### ФРАГМЕНТ ТЕКСТА

---+---

В ресторане «Эль-Вага» я придвинул стул поближе к обогревателю, чтобы согреть озябшие руки. Я рассеянно взглянул на меню с расхожим карикатурным символом оазиса: оранжевый круг солнца, изумрудно-зеленые финиковые пальмы и до нелепости длинноногий верблюд. Мне стало даже теплее при виде этой картинки. Под названием ресторана «Эль-Вага» шел Текст меню на трех языках: арабском, итальянском и… армянском! Я и понятия не имел, что в Ракке все еще живут армяне. Так же как и косоглазый официант, у которого мои расспросы о них вызвали одно раздражение. «Суп или шашлык, – он постукивал своим карандашом по меню. – Или вы берете суп, или вы берете шашлык».

На следующее утро я отправился искать братьев Оджейли. «Любой тебе скажет, где они живут, – сказали мне в Алеппо. – Их семейству принадлежит большая часть всего, что находится в Ракке». Доктор Оджейли был одним из ведущих писателей Сирии, но выяснилось, что он уехал в Дамаск. Я застал его брата, архитектора, когда он садился в свой старенький, побитый «понтиак».

– Армяне? – Он покачал головой. – В доме моей бабушки обычно жили армянские сироты. Только не думаю, чтобы кто-то из них остался в Ракке.

Я рассказал ему, что видел в ресторане меню на армянском. Он пожал плечами:

– Вероятно, оно попало сюда из какого-нибудь ресторана в Алеппо.

---+---

(Извлечённые записи)
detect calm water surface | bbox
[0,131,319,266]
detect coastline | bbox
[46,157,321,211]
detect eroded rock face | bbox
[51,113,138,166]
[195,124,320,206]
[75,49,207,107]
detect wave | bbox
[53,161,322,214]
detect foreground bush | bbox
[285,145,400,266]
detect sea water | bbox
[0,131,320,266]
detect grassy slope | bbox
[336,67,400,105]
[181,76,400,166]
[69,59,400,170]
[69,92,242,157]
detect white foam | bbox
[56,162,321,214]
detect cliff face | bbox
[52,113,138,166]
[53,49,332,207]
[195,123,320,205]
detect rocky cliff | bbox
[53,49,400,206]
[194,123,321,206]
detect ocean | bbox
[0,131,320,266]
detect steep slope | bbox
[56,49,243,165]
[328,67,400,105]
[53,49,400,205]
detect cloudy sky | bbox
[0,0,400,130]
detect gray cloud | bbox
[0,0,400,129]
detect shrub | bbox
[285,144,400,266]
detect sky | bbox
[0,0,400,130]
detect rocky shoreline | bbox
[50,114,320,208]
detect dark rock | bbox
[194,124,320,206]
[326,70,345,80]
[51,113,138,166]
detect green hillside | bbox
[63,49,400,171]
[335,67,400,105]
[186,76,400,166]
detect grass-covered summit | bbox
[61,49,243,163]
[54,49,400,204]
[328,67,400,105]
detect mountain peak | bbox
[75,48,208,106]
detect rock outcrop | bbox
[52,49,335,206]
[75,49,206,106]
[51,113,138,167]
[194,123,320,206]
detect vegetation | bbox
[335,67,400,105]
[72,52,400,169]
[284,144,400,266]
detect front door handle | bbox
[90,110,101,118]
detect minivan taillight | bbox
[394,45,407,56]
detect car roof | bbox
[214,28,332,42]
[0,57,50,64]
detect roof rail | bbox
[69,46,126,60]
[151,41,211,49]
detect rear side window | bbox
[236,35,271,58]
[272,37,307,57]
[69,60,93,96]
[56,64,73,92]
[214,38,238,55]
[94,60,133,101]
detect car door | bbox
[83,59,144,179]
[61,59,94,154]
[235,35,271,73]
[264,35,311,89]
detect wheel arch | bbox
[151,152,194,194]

---+---

### ЗАДАНИЯ
[A] Ответьте на вопросы по фрагменту текста.
(i) На каких трех языках был напечатан текст меню в ресторане «Эль-Вага»?
(ii) Куда уехал доктор Оджейли?
(iii) Кто, по словам архитектора, обычно жил в доме его бабушки?
[B] Почему, как сказали рассказчику в Алеппо, любой в Ракке мог показать ему, где живут братья Оджейли? Ответьте по фрагменту текста.

### ОТВЕТЫ К ЗАДАНИЯМ
[A]
(i) На арабском, итальянском и армянском.
(ii) В Дамаск.
(iii) Армянские сироты.

[B] Их семейству принадлежит большая часть всего, что находится в Ракке.